Entries shown –
##########
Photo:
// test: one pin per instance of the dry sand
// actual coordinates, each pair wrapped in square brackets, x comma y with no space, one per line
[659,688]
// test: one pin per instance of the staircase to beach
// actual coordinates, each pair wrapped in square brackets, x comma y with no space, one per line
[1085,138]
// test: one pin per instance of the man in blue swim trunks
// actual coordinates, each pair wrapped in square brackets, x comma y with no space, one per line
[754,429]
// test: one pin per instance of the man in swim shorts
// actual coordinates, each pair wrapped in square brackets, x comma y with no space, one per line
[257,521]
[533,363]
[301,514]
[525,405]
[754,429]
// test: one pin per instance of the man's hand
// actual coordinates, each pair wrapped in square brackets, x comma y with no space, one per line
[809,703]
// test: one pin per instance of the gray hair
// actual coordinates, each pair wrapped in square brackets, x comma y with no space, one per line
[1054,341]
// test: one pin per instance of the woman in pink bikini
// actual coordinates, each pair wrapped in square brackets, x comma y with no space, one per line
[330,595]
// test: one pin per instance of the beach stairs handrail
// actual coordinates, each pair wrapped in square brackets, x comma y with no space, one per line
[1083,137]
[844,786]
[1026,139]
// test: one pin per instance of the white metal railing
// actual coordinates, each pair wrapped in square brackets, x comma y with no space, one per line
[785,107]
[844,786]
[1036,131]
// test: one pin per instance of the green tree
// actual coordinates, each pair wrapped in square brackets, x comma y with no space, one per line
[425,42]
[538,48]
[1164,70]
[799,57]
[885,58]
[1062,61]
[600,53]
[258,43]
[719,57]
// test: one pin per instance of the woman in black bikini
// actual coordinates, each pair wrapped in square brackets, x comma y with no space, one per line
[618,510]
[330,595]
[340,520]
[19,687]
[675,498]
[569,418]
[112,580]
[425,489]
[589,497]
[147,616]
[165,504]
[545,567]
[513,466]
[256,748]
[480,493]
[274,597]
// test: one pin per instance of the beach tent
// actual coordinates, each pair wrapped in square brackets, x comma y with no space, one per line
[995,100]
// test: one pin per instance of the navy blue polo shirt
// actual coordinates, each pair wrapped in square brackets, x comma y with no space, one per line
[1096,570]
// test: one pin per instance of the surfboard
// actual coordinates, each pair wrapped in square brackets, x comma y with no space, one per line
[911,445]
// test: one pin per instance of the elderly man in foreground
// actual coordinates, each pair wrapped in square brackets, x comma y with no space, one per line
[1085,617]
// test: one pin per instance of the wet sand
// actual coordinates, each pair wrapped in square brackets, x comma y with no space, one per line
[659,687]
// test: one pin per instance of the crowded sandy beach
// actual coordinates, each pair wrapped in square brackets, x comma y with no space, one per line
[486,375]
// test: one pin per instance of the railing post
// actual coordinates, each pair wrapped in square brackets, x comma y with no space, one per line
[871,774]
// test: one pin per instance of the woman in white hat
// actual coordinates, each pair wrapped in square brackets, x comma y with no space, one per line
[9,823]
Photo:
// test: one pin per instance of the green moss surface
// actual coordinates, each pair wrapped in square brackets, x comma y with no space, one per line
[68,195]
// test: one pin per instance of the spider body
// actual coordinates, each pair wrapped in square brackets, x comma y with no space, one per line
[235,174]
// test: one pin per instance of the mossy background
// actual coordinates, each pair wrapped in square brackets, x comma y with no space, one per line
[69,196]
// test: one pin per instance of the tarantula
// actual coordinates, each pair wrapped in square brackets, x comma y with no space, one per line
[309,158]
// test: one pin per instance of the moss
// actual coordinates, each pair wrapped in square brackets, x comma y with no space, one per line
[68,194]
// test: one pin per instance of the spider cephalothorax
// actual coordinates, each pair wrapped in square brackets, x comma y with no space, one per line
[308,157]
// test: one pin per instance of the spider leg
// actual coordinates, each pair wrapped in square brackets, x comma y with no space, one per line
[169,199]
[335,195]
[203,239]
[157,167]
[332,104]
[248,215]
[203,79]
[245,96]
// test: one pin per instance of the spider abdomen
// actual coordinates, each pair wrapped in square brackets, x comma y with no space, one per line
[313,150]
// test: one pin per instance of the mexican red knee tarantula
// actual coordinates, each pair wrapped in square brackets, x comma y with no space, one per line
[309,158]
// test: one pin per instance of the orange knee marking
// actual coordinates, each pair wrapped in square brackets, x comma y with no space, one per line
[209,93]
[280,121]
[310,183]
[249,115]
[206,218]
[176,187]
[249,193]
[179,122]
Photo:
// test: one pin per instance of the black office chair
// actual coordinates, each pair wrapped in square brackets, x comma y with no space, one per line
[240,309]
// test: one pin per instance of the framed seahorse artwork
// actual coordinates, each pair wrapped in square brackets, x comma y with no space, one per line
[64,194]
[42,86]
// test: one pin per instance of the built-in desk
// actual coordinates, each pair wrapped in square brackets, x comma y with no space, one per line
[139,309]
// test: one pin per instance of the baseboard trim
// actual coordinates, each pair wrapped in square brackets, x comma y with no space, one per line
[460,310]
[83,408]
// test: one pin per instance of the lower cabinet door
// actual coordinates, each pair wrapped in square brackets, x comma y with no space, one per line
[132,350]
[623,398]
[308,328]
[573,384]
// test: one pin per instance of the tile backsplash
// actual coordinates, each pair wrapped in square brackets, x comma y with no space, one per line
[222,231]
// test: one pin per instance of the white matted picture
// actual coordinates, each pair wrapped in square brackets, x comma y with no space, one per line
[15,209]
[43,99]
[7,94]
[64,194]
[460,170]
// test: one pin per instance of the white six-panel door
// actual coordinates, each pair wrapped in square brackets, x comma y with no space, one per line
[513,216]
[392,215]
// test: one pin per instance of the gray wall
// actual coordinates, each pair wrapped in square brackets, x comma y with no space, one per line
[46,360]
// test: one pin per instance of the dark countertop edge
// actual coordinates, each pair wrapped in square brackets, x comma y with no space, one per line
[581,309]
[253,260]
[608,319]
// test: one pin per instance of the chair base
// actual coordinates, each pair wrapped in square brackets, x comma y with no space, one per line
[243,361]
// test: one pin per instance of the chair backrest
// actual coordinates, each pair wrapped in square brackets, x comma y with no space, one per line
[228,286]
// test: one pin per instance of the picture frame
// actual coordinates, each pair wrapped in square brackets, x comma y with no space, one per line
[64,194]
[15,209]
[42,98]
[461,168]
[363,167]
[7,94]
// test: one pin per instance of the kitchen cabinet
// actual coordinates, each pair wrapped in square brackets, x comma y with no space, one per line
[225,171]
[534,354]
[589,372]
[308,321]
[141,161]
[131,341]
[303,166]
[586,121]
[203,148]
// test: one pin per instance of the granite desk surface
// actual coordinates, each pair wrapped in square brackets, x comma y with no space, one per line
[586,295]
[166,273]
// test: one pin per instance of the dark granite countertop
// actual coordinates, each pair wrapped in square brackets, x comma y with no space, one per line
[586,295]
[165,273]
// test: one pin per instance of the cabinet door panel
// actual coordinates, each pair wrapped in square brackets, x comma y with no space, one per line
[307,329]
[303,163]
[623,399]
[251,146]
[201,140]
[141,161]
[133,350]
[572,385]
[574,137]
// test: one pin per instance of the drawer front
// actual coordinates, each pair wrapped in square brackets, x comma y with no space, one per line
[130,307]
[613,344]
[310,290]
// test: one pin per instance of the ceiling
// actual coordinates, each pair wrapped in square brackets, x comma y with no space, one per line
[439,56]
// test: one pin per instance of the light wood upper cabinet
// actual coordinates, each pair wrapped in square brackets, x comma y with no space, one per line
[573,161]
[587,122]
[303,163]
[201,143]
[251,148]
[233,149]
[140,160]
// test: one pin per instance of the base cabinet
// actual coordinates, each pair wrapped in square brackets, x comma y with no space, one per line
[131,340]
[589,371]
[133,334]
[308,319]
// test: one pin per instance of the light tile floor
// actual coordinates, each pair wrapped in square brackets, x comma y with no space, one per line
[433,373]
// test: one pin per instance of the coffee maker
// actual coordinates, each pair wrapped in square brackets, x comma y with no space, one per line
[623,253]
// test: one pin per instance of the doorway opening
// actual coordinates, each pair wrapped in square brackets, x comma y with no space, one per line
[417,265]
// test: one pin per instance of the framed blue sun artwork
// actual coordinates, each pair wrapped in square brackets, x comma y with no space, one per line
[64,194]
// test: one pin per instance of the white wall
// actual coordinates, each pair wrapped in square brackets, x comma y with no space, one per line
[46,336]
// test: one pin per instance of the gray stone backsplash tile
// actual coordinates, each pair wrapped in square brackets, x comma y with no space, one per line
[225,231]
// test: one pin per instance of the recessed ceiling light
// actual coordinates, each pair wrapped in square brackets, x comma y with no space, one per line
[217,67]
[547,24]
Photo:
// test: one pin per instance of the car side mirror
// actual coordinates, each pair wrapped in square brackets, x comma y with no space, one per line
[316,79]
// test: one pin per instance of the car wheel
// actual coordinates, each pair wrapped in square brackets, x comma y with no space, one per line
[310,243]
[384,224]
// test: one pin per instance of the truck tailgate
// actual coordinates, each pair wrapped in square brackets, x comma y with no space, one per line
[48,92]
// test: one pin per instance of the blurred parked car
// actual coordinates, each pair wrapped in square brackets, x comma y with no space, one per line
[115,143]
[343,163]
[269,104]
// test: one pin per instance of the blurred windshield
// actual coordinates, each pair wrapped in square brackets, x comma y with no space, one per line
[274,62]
##########
Exercise prompt –
Reproduce only the lines from the line containing "light tile floor" to the last line of the material above, both of those lines included.

Written response –
// test: one pin per instance of the light tile floor
// actual coordinates, each pair wrapped in square brackets, x comma y with no space, one per line
[433,373]
// test: one pin per instance of the coffee maker
// actual coordinates, each pair wrapped in square brackets, x comma y with no space, one per line
[623,253]
// test: one pin per instance of the doorway opening
// actual coordinates, each pair wrapped in square brackets, x comma y with no space, one per line
[417,265]
// test: one pin per instance of the framed blue sun artwork
// actual coordinates, each pair wrapped in square brackets, x comma y with no space, one per line
[64,194]
// test: one pin per instance of the white wall
// actual coordinates, each pair wrapped in square brackets, x comma y with no space, one per line
[46,336]
// test: one pin per instance of the gray stone backsplash tile
// actual coordinates, each pair wrapped in square brackets, x comma y with no space, one per line
[225,231]
// test: one pin per instance of the recessed ceiling light
// actual coordinates, each pair wrapped in square brackets, x comma y with no space, one per line
[217,67]
[547,24]
Photo:
// test: one pin per instance of the car side mirror
// actual coordinates, each pair wrapped in square brackets, x comma y with no space, one per line
[316,79]
// test: one pin per instance of the car wheel
// actual coordinates, each pair wrapped in square brackets, x comma y with no space, one per line
[310,243]
[384,224]
// test: one pin per instance of the truck tailgate
// actual coordinates, each pair wrapped in square brackets, x comma y with no space, one per line
[48,92]
// test: one pin per instance of the blurred parked car
// actual coordinates, each pair wrapped in square brackets, x comma y with no space, one per line
[115,143]
[343,163]
[269,104]
// test: one pin per instance of the blurred windshield
// actual coordinates, each pair wrapped in square brackets, x comma y with no space, one per line
[274,62]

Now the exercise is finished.